= EXERCISE INSTRUCTIONS =
Write the entries out again. Every character must match.

# # #

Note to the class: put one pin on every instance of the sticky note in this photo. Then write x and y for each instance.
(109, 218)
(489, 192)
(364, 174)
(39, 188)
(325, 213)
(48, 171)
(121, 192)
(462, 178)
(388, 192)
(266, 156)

# # #

= PROBLEM SOLUTION =
Note to the class: put one pin on every instance of the sticky note in this photo. Then write x and y for each instance.
(109, 218)
(489, 192)
(364, 174)
(39, 188)
(325, 213)
(48, 171)
(121, 192)
(462, 178)
(388, 192)
(266, 156)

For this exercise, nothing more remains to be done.